▶ **Written task**:
Please repeat every one of the following items line for line, with no changes.

▶ **Records to use**:
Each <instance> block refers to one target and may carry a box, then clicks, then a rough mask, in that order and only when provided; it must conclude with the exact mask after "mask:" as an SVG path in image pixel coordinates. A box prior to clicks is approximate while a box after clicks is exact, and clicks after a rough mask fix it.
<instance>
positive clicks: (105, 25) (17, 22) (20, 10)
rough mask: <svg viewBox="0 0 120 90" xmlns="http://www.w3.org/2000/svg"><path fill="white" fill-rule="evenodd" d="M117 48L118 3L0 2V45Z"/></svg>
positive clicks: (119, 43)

▶ **Response box**:
Each <instance> block refers to one target and may carry a box, then clicks, then a rough mask, in that order and only when provided; it must conclude with the exact mask after "mask:" as an SVG path in image pixel coordinates. A box prior to clicks is approximate while a box after clicks is exact, and clicks after a rough mask fix it.
<instance>
positive clicks: (105, 25) (17, 22) (20, 10)
rough mask: <svg viewBox="0 0 120 90" xmlns="http://www.w3.org/2000/svg"><path fill="white" fill-rule="evenodd" d="M117 48L118 3L0 2V45Z"/></svg>
positive clicks: (119, 43)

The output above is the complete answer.